Given instruction: List each line of the records below that contains the string "outline". Matching is case-sensitive.

Extracted records:

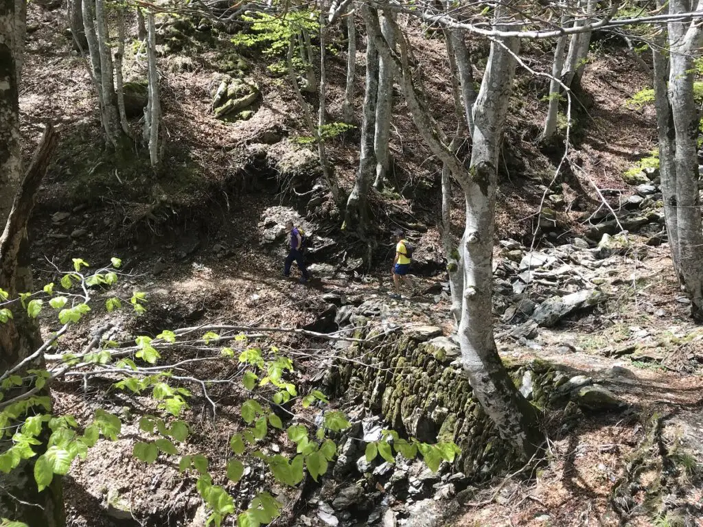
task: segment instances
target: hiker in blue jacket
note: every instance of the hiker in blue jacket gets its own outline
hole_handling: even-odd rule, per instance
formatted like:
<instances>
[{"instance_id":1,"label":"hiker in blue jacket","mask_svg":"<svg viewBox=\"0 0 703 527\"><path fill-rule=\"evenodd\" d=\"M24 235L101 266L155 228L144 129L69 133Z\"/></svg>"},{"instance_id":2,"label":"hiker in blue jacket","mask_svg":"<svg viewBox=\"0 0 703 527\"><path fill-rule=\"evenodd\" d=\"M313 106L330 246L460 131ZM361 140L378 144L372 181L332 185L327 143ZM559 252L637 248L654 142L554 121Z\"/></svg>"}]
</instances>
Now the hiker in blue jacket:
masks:
<instances>
[{"instance_id":1,"label":"hiker in blue jacket","mask_svg":"<svg viewBox=\"0 0 703 527\"><path fill-rule=\"evenodd\" d=\"M290 249L288 251L288 256L285 258L285 266L283 268L283 276L288 278L290 276L290 266L295 261L298 264L300 273L302 276L300 278L300 283L304 284L310 278L310 275L305 267L305 255L303 245L303 235L297 227L293 225L293 222L288 221L285 223L285 228L290 233Z\"/></svg>"}]
</instances>

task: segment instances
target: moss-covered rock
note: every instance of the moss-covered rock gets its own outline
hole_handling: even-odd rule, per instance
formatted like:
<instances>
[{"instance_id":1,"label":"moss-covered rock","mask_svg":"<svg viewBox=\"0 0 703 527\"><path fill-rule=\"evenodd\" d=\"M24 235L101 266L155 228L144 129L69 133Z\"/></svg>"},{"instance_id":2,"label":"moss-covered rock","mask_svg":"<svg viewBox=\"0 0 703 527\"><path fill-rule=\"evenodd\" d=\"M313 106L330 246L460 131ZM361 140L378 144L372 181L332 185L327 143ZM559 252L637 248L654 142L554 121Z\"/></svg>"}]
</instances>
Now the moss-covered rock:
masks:
<instances>
[{"instance_id":1,"label":"moss-covered rock","mask_svg":"<svg viewBox=\"0 0 703 527\"><path fill-rule=\"evenodd\" d=\"M358 327L356 336L363 337L369 331ZM455 467L469 478L485 479L522 462L474 398L456 360L458 349L449 339L418 341L394 334L380 343L375 339L355 344L346 353L368 365L340 360L326 377L330 391L362 400L401 434L430 443L456 443L461 454ZM531 372L543 406L564 402L563 392L555 385L563 384L565 376L555 375L548 364L514 364L508 370L517 379Z\"/></svg>"},{"instance_id":2,"label":"moss-covered rock","mask_svg":"<svg viewBox=\"0 0 703 527\"><path fill-rule=\"evenodd\" d=\"M128 117L138 117L144 114L144 108L148 100L148 84L146 79L125 82L123 86L124 93L124 112Z\"/></svg>"}]
</instances>

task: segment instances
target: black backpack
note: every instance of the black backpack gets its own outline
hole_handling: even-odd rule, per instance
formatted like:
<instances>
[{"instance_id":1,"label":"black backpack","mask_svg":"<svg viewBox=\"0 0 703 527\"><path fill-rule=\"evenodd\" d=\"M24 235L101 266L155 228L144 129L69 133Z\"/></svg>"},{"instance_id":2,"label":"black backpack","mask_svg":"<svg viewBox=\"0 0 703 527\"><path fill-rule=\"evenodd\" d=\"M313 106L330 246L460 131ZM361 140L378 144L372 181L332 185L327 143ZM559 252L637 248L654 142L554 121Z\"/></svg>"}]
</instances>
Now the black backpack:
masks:
<instances>
[{"instance_id":1,"label":"black backpack","mask_svg":"<svg viewBox=\"0 0 703 527\"><path fill-rule=\"evenodd\" d=\"M298 227L298 233L300 235L300 251L304 252L310 248L310 238L299 227Z\"/></svg>"}]
</instances>

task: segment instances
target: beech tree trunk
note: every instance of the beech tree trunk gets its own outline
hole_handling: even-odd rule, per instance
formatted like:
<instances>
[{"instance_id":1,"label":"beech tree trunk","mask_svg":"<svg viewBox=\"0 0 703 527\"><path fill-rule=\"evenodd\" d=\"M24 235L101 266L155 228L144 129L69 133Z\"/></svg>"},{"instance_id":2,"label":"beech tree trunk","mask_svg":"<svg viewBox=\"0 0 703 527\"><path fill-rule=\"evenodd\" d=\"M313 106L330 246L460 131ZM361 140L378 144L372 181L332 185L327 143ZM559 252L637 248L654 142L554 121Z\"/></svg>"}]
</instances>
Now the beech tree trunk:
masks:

Output for this task:
note: every instance of the hiker in blue jacket gets its own outline
note: every instance of the moss-covered rock gets its own outline
note: every instance of the black backpack gets its own outline
note: every instance of the beech tree trunk gets its own outline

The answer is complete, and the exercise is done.